### What to produce
Determine how many lines in this listing contain the word "standing" and report that number by itself.

Extracted data START

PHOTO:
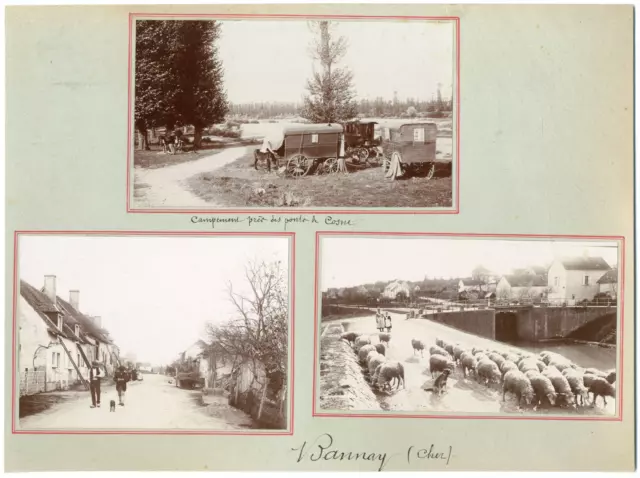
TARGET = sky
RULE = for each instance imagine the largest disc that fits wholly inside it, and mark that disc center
(347, 262)
(269, 60)
(154, 294)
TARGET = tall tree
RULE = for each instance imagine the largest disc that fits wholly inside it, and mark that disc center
(331, 95)
(178, 77)
(200, 100)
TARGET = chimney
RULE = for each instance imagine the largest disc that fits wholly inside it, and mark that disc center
(74, 299)
(50, 288)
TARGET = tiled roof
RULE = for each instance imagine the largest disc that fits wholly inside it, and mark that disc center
(526, 280)
(41, 303)
(585, 263)
(610, 277)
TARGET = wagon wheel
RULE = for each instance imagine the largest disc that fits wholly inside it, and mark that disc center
(298, 165)
(432, 170)
(395, 166)
(362, 154)
(330, 166)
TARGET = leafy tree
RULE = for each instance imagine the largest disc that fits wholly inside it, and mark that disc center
(178, 76)
(331, 95)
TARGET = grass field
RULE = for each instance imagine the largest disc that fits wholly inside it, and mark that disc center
(238, 184)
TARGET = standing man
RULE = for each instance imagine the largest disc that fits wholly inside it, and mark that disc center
(95, 374)
(121, 377)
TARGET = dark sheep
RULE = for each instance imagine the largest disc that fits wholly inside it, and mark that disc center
(436, 350)
(350, 337)
(601, 388)
(364, 351)
(507, 365)
(543, 388)
(438, 363)
(388, 372)
(468, 363)
(373, 361)
(497, 358)
(576, 383)
(515, 382)
(487, 371)
(457, 352)
(418, 345)
(560, 384)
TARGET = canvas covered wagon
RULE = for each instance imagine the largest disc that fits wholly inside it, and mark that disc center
(409, 149)
(300, 147)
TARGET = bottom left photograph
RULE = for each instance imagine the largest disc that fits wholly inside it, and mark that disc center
(151, 333)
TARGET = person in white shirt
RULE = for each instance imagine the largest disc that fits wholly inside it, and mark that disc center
(95, 375)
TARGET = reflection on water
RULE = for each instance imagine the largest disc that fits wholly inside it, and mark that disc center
(583, 355)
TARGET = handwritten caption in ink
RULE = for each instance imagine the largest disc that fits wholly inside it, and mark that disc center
(286, 222)
(322, 449)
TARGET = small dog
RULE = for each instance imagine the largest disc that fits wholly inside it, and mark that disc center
(440, 383)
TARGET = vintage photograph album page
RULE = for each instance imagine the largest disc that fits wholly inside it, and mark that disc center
(320, 237)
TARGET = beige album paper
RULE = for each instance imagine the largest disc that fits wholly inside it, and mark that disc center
(320, 237)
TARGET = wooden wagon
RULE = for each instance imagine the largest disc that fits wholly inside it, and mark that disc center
(409, 149)
(360, 139)
(304, 146)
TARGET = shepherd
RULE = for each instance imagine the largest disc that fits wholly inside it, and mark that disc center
(380, 321)
(95, 374)
(121, 377)
(387, 322)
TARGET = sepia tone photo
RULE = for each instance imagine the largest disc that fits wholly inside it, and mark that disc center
(255, 113)
(451, 326)
(152, 334)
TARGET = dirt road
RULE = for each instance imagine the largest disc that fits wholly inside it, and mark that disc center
(150, 404)
(464, 394)
(165, 187)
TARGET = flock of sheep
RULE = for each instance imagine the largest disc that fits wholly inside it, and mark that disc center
(545, 380)
(383, 373)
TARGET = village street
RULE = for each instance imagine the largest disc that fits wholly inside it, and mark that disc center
(151, 404)
(464, 394)
(164, 187)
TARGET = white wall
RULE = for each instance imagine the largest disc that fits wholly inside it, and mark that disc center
(558, 291)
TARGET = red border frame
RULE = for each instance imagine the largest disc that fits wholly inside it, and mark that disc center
(292, 249)
(455, 210)
(621, 266)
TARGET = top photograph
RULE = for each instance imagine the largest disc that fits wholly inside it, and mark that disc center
(289, 115)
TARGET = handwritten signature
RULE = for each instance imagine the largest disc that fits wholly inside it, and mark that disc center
(322, 449)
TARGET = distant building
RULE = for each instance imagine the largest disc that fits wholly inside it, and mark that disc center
(523, 286)
(56, 342)
(608, 283)
(396, 287)
(576, 278)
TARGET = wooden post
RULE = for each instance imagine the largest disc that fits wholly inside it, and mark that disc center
(264, 394)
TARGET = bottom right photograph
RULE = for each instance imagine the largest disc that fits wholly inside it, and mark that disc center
(441, 326)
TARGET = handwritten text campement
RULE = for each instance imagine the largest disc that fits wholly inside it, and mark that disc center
(322, 449)
(283, 221)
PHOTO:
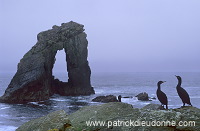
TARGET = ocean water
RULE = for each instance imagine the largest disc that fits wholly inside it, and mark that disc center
(125, 84)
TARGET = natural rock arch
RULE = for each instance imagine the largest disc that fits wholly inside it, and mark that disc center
(34, 81)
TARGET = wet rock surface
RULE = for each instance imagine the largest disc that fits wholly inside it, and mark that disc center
(105, 99)
(143, 96)
(34, 81)
(118, 116)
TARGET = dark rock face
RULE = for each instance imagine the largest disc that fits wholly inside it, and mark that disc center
(143, 96)
(105, 99)
(34, 81)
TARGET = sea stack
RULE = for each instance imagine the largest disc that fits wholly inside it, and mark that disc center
(33, 80)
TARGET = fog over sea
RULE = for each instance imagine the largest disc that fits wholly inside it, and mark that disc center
(125, 84)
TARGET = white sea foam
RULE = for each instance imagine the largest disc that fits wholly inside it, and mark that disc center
(7, 128)
(1, 108)
(58, 99)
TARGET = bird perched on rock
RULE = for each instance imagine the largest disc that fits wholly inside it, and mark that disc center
(182, 92)
(161, 95)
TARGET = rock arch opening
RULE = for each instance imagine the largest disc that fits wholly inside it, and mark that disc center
(33, 80)
(59, 70)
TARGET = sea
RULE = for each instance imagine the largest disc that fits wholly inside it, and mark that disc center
(126, 84)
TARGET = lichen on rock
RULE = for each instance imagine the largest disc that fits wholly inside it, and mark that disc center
(34, 81)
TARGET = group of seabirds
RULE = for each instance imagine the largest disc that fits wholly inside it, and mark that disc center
(181, 92)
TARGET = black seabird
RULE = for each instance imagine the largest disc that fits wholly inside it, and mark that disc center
(161, 95)
(182, 92)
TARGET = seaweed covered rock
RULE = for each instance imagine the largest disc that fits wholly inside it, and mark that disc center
(57, 120)
(118, 116)
(105, 99)
(34, 81)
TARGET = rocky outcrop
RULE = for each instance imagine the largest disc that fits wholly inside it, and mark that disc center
(105, 99)
(57, 120)
(118, 116)
(34, 81)
(123, 117)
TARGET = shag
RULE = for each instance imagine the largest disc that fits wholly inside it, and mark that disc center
(182, 92)
(161, 95)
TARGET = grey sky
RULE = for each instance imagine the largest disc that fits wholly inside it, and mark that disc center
(123, 35)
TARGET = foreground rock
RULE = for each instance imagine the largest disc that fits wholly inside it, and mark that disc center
(143, 96)
(105, 99)
(117, 116)
(56, 120)
(34, 81)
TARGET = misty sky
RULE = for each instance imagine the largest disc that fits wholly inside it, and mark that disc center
(123, 35)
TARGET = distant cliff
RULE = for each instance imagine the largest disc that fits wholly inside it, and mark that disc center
(34, 81)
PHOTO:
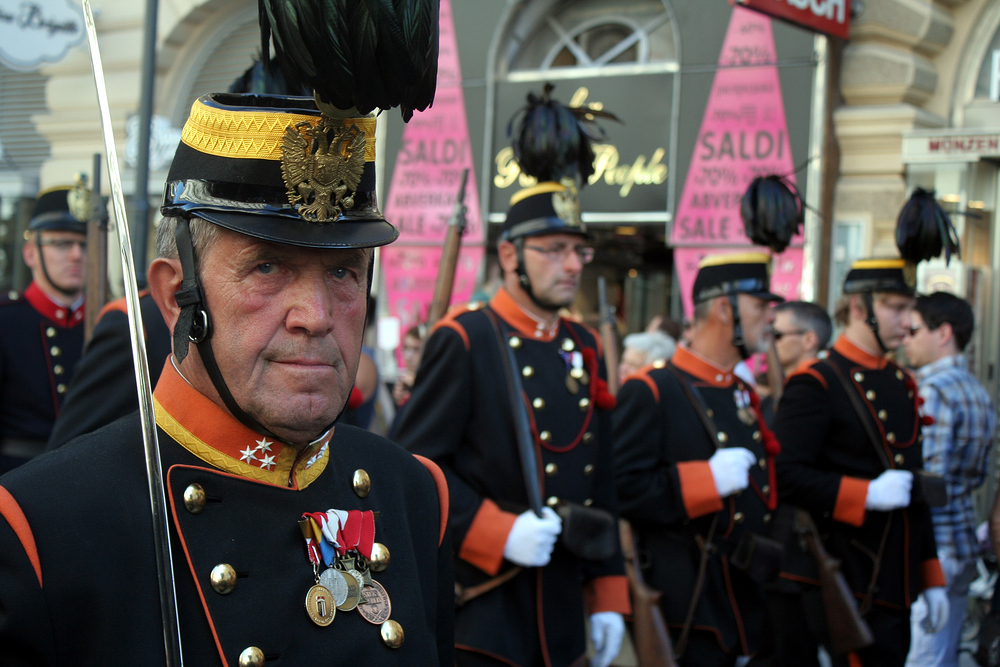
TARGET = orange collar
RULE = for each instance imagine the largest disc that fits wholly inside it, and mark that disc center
(217, 438)
(862, 357)
(705, 370)
(61, 315)
(504, 305)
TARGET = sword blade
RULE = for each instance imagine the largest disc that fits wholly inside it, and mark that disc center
(158, 502)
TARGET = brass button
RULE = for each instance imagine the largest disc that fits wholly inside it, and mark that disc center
(252, 657)
(362, 483)
(194, 498)
(380, 557)
(392, 634)
(223, 578)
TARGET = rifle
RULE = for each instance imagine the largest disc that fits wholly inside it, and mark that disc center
(449, 256)
(609, 337)
(848, 630)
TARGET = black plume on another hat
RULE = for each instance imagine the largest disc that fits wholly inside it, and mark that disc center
(739, 273)
(64, 208)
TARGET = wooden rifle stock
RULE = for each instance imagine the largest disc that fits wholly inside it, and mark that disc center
(649, 630)
(848, 630)
(449, 256)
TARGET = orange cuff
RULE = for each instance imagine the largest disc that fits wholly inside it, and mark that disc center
(850, 507)
(698, 488)
(931, 574)
(607, 594)
(487, 536)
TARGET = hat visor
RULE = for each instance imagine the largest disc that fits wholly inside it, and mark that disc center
(295, 231)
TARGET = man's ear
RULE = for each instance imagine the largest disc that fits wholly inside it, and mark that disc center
(164, 280)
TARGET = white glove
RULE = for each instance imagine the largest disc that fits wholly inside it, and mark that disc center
(889, 491)
(531, 539)
(730, 469)
(607, 628)
(936, 601)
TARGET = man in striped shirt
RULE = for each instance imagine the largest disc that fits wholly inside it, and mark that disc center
(956, 446)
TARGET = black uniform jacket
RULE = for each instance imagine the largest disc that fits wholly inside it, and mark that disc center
(78, 583)
(828, 459)
(103, 386)
(666, 490)
(40, 343)
(459, 416)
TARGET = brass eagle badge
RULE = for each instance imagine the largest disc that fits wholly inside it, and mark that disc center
(322, 166)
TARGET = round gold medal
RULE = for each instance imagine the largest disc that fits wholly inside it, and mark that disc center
(320, 606)
(375, 607)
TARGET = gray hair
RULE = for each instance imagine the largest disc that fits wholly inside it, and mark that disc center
(655, 344)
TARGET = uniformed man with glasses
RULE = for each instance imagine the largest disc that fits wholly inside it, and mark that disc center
(42, 329)
(523, 588)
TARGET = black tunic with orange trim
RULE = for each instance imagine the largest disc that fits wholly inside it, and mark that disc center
(666, 490)
(459, 416)
(828, 459)
(40, 343)
(78, 583)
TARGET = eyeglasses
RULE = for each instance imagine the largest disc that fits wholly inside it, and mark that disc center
(778, 335)
(560, 252)
(64, 245)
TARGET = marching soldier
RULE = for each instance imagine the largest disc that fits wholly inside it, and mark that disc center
(293, 540)
(522, 593)
(849, 428)
(41, 331)
(694, 468)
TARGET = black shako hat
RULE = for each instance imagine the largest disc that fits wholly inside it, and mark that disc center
(881, 275)
(740, 273)
(545, 208)
(275, 168)
(64, 208)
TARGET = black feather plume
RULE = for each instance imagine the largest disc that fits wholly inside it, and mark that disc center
(552, 142)
(356, 54)
(772, 212)
(924, 230)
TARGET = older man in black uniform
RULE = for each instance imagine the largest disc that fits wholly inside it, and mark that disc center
(41, 331)
(849, 427)
(292, 540)
(694, 466)
(523, 594)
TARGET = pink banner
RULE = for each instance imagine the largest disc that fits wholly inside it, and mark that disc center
(423, 191)
(743, 135)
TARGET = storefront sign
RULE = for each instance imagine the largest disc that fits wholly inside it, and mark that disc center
(830, 17)
(37, 31)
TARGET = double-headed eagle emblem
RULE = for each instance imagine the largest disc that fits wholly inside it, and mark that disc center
(322, 166)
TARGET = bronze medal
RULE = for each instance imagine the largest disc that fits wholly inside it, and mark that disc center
(375, 607)
(319, 605)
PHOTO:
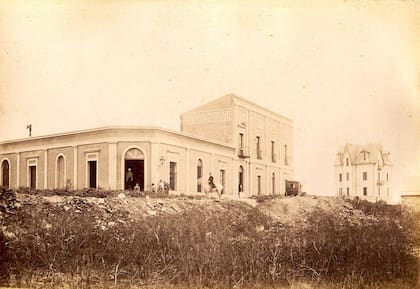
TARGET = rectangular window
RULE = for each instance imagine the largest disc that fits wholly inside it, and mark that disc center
(92, 174)
(172, 176)
(273, 152)
(365, 176)
(32, 173)
(222, 177)
(259, 153)
(285, 156)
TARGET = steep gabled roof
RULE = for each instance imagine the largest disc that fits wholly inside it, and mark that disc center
(374, 151)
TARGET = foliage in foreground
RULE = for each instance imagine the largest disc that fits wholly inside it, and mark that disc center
(237, 245)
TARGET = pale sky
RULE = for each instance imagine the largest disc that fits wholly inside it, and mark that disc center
(343, 72)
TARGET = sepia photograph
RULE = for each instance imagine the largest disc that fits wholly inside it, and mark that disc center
(153, 144)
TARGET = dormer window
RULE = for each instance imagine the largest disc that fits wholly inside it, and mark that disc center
(365, 155)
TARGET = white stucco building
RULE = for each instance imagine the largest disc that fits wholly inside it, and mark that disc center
(242, 145)
(363, 171)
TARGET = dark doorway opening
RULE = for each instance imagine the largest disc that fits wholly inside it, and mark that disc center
(92, 174)
(5, 172)
(137, 168)
(32, 177)
(241, 179)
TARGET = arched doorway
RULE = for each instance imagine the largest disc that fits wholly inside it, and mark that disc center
(241, 180)
(134, 169)
(199, 174)
(273, 183)
(60, 173)
(5, 169)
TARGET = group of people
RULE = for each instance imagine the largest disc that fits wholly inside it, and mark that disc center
(162, 186)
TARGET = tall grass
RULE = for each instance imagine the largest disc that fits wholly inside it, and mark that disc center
(202, 247)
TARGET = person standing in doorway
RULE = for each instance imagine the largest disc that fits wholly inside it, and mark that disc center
(129, 179)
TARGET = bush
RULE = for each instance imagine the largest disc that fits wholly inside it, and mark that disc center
(230, 245)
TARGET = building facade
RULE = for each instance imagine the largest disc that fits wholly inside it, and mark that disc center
(246, 148)
(364, 172)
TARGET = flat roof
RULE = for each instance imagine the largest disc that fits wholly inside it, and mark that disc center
(122, 128)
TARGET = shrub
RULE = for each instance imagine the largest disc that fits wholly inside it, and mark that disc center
(228, 245)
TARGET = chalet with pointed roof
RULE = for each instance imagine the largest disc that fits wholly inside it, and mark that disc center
(363, 171)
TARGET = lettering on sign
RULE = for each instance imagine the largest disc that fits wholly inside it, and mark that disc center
(210, 116)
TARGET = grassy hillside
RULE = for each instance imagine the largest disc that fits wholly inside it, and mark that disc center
(51, 239)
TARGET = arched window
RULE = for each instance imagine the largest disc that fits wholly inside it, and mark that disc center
(199, 174)
(5, 170)
(60, 172)
(273, 183)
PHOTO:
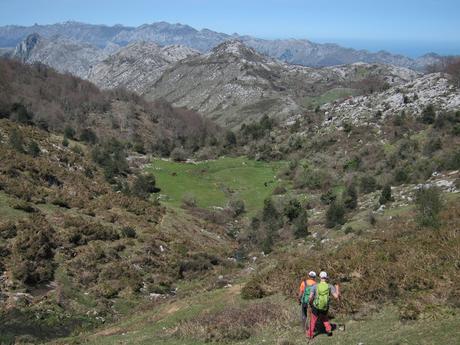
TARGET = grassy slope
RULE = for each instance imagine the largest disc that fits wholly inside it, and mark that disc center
(214, 183)
(157, 325)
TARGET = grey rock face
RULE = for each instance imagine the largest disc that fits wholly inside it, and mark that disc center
(302, 52)
(62, 54)
(411, 97)
(234, 84)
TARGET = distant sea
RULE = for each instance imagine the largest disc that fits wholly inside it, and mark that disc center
(411, 49)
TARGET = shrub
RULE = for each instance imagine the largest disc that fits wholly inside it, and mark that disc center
(128, 232)
(20, 114)
(237, 206)
(433, 145)
(17, 141)
(7, 230)
(252, 290)
(144, 185)
(350, 197)
(401, 176)
(428, 115)
(189, 200)
(25, 206)
(428, 203)
(335, 214)
(33, 149)
(386, 195)
(69, 132)
(279, 190)
(88, 136)
(33, 252)
(292, 209)
(368, 184)
(328, 197)
(301, 225)
(178, 155)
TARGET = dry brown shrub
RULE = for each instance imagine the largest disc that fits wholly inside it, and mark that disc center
(400, 262)
(233, 324)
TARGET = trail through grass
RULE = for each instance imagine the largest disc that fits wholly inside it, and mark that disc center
(214, 183)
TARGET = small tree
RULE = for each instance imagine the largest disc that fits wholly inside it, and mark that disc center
(143, 186)
(69, 132)
(386, 195)
(33, 149)
(428, 115)
(237, 206)
(335, 214)
(368, 184)
(292, 210)
(301, 225)
(350, 197)
(429, 204)
(230, 139)
(17, 141)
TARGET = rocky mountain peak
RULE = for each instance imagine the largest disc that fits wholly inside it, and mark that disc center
(237, 49)
(24, 49)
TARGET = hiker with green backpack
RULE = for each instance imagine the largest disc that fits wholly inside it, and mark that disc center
(319, 301)
(303, 298)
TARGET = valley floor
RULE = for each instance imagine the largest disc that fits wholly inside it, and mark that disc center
(162, 325)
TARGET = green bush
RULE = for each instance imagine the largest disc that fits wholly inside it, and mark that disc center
(33, 252)
(368, 184)
(237, 206)
(335, 214)
(292, 209)
(350, 197)
(189, 200)
(429, 204)
(144, 185)
(128, 232)
(178, 155)
(301, 225)
(252, 290)
(16, 140)
(69, 132)
(386, 195)
(428, 115)
(33, 149)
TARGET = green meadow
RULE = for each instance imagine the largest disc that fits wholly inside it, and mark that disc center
(214, 183)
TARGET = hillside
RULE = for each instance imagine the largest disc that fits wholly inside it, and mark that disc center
(74, 252)
(302, 52)
(37, 94)
(136, 66)
(129, 217)
(246, 85)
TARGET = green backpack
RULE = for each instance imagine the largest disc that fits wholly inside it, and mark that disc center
(306, 293)
(321, 301)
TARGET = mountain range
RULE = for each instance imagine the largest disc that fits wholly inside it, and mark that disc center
(294, 51)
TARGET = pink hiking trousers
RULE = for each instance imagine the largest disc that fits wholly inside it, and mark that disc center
(324, 319)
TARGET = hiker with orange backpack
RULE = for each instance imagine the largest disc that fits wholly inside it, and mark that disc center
(319, 302)
(304, 295)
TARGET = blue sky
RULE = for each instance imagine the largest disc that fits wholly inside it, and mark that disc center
(411, 27)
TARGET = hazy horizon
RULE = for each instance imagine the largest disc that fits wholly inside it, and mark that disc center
(412, 28)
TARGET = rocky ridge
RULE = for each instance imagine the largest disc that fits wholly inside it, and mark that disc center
(411, 97)
(64, 55)
(293, 51)
(137, 65)
(234, 84)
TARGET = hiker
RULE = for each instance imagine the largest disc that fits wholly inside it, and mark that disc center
(319, 300)
(304, 295)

Extracted data END

### Result for this exercise
2